** Task inputs follows **
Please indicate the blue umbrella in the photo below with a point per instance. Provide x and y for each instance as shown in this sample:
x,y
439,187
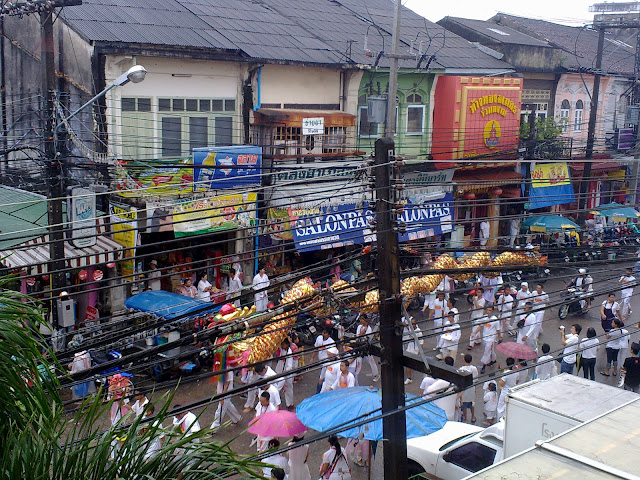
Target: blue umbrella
x,y
327,410
549,224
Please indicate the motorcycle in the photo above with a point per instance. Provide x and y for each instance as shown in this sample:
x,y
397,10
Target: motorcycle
x,y
574,303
** End of Task inputs **
Word for word, restate all of the material above except its pictures.

Please indicate the blue umbrella in the photo below with a point per instance. Provide x and y for each instance as shown in this sample:
x,y
439,187
Target: blue umbrella
x,y
327,410
549,224
Please indicate the motorcycle in the photo above with a point per instance. Provide x and y for each instance as shown in this sample:
x,y
397,10
Target: motorcycle
x,y
574,303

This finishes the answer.